Selected excerpt ->
Start of Block

PIERRE, S.D. (AP) — Gov. Kristi Noem’s administration is projecting that a measure to reverse South Dakota’s presumptive probation policy could spur an influx of prisoners, potentially costing the state millions of dollars each year and requiring at least $33.3 million for new prison facilities.
Opposition from the governor’s finance agency and the Corrections Department during a Tuesday bill hearing put Noem’s administration at odds with Attorney General Jason Ravnsborg over the cornerstone of his legislative agenda. Noem and Ravnsborg both took office last month.
The presumptive probation law requires judges to sentence people who have committed certain nonviolent, lower-level felonies — including drug possession and ingestion — to probation rather than prison, unless there’s a “significant risk” to the public. It’s credited with helping avert expensive prison population growth, but critics say it ties judges’ hands.
Ravnsborg told lawmakers on the Senate Judiciary Committee that the measure seeks to give law enforcement, prosecutors and judges their “discretion back.” It’s part of a platform that’s also focused on prevention, rehabilitation and bolstering work programs.
“I would ask that you give me the tools to keep South Dakota safe and tackle the meth problem we all know is present is in our state,” Ravnsborg said.
Law enforcement representatives also backed the change, which is expected to get a committee vote on Thursday. Supporters of ending presumptive probation argue it’s driven up county jail budgets across the state as courts send offenders there rather than prison.
“We’ve pushed the cost from the state down to the county, so the taxpayers are already paying the burden, they’re just paying it in a different way,” Ravnsborg said.
But Department of Corrections official Laurie Feiler said the bill would add significantly to the number of inmates in the state prison system for drug possession and require “substantial” additional funding for correctional staffing, operations and building construction.

End of Block

Excerpted records ->
Start of Block

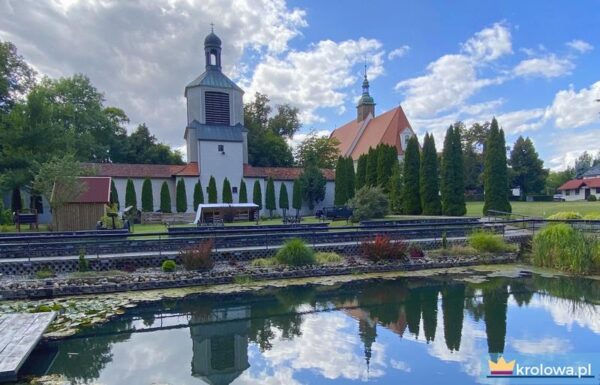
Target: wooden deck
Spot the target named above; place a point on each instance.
(19, 334)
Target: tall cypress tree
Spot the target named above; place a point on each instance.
(243, 195)
(361, 172)
(130, 195)
(212, 190)
(147, 196)
(430, 194)
(165, 198)
(227, 196)
(270, 197)
(411, 191)
(341, 186)
(297, 196)
(198, 195)
(181, 197)
(495, 171)
(257, 195)
(284, 202)
(452, 174)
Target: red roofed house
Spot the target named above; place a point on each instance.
(85, 210)
(581, 188)
(368, 130)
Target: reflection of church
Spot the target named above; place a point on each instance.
(220, 344)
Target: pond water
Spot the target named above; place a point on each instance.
(408, 331)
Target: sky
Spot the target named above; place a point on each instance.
(534, 65)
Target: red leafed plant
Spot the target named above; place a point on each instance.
(382, 248)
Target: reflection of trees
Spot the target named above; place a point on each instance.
(453, 304)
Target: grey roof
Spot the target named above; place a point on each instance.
(214, 78)
(218, 133)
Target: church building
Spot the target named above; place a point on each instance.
(368, 130)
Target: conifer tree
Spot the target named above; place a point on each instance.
(165, 198)
(495, 171)
(452, 174)
(411, 191)
(361, 172)
(430, 196)
(257, 195)
(243, 195)
(130, 195)
(227, 196)
(147, 196)
(198, 195)
(297, 196)
(284, 202)
(270, 197)
(212, 190)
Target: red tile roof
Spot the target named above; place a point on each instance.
(281, 173)
(125, 170)
(574, 184)
(356, 140)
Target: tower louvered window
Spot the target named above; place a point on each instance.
(217, 108)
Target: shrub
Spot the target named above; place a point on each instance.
(323, 258)
(488, 242)
(382, 248)
(369, 202)
(295, 252)
(198, 257)
(565, 215)
(168, 266)
(565, 248)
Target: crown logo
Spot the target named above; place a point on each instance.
(501, 367)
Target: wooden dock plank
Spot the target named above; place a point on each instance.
(19, 334)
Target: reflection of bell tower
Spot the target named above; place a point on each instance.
(220, 349)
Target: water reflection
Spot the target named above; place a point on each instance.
(354, 332)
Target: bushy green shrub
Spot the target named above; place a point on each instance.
(329, 258)
(369, 202)
(198, 257)
(565, 248)
(295, 252)
(487, 242)
(168, 266)
(565, 215)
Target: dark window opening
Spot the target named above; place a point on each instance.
(217, 108)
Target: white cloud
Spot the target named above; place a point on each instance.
(571, 109)
(580, 46)
(398, 52)
(549, 66)
(316, 78)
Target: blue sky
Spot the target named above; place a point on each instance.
(533, 65)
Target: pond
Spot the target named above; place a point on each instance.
(409, 331)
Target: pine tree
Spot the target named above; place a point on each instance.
(297, 196)
(114, 195)
(430, 194)
(284, 202)
(212, 190)
(165, 198)
(411, 192)
(452, 174)
(361, 172)
(130, 195)
(243, 195)
(181, 197)
(198, 195)
(147, 196)
(226, 194)
(495, 171)
(257, 195)
(341, 184)
(270, 197)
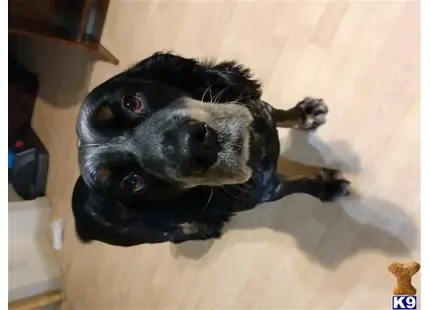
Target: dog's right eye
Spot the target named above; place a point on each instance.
(132, 183)
(133, 103)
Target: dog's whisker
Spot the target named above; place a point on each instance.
(207, 203)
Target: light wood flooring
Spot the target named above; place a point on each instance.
(362, 57)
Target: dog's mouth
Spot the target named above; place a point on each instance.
(230, 123)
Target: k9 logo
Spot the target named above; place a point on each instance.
(404, 302)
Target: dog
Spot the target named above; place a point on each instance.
(172, 148)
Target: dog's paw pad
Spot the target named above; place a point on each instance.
(314, 113)
(335, 184)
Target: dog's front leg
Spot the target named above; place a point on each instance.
(327, 185)
(308, 114)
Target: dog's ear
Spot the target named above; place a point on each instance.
(227, 81)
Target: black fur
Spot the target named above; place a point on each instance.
(160, 214)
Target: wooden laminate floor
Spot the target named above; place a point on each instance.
(362, 57)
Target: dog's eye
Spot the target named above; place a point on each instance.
(133, 103)
(133, 183)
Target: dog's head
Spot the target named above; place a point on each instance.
(147, 138)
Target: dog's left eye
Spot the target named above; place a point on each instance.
(133, 183)
(133, 103)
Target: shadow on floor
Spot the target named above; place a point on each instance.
(328, 233)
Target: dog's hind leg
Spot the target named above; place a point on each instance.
(308, 114)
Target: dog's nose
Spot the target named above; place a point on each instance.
(199, 146)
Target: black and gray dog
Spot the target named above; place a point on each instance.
(172, 148)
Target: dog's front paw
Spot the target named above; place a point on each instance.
(335, 185)
(314, 112)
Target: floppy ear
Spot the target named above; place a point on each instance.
(205, 80)
(99, 219)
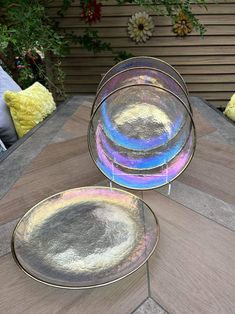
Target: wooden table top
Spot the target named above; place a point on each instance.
(193, 267)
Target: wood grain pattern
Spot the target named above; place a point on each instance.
(212, 170)
(192, 270)
(21, 294)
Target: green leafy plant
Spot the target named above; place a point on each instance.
(25, 29)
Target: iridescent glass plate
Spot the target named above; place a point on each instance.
(141, 136)
(143, 61)
(141, 75)
(85, 237)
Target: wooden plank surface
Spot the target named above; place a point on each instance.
(20, 294)
(193, 269)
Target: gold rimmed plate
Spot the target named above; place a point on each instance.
(85, 237)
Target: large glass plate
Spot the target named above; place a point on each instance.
(85, 237)
(141, 136)
(140, 75)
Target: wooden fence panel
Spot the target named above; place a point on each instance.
(207, 64)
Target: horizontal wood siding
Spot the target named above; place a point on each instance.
(207, 64)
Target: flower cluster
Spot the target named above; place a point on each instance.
(140, 27)
(182, 26)
(91, 11)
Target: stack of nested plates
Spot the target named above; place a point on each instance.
(141, 133)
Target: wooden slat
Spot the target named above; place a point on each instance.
(161, 31)
(207, 63)
(175, 41)
(165, 51)
(216, 78)
(199, 61)
(76, 3)
(159, 21)
(114, 11)
(97, 70)
(192, 270)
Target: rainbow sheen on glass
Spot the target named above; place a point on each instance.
(85, 237)
(141, 135)
(143, 61)
(141, 75)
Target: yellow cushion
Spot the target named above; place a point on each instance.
(29, 107)
(230, 108)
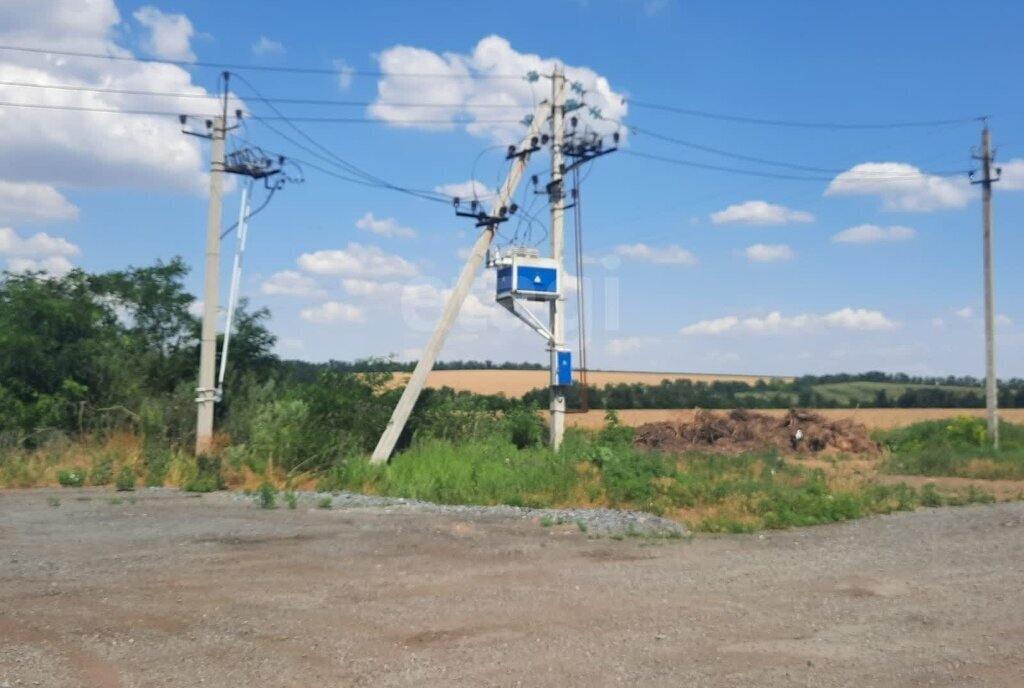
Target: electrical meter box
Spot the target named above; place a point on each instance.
(528, 277)
(562, 375)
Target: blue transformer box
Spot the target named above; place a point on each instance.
(563, 372)
(529, 278)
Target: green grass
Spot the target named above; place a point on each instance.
(954, 447)
(266, 496)
(711, 493)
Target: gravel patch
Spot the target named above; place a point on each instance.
(607, 522)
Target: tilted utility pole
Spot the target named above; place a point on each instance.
(426, 362)
(556, 191)
(991, 389)
(206, 393)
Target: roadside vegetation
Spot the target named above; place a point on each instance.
(955, 447)
(96, 388)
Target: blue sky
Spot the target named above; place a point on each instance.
(688, 269)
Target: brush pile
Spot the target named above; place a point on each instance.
(739, 431)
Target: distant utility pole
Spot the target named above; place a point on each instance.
(206, 393)
(991, 390)
(488, 224)
(556, 191)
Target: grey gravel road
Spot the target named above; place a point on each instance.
(211, 591)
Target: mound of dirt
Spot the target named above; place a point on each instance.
(738, 431)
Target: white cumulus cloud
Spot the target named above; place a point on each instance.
(92, 148)
(669, 255)
(12, 244)
(290, 283)
(901, 187)
(170, 35)
(31, 202)
(384, 226)
(267, 46)
(622, 345)
(357, 260)
(54, 265)
(1012, 178)
(768, 253)
(467, 190)
(492, 104)
(760, 212)
(774, 323)
(333, 311)
(872, 233)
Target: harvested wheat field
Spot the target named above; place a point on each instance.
(876, 419)
(517, 383)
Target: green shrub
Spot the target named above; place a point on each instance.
(614, 433)
(156, 463)
(126, 479)
(930, 496)
(102, 470)
(208, 477)
(71, 477)
(266, 496)
(524, 427)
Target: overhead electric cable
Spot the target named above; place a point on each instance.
(255, 68)
(802, 124)
(771, 175)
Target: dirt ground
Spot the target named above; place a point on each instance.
(881, 419)
(180, 591)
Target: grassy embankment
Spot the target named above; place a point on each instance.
(710, 493)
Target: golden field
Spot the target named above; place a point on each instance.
(881, 419)
(517, 383)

End of Block

Problem set ->
[A] From the article on South Dakota's presumptive probation policy, quote the passage that begins with the words "But Department of" and stops after the words "and building construction.".
[B] According to the article on South Dakota's presumptive probation policy, what minimum amount did Noem's administration project would be required for new prison facilities?
The listing is irrelevant to this work.

Responses for each task ->
[A]
But Department of Corrections official Laurie Feiler said the bill would add significantly to the number of inmates in the state prison system for drug possession and require “substantial” additional funding for correctional staffing, operations and building construction.

[B] At least $33.3 million.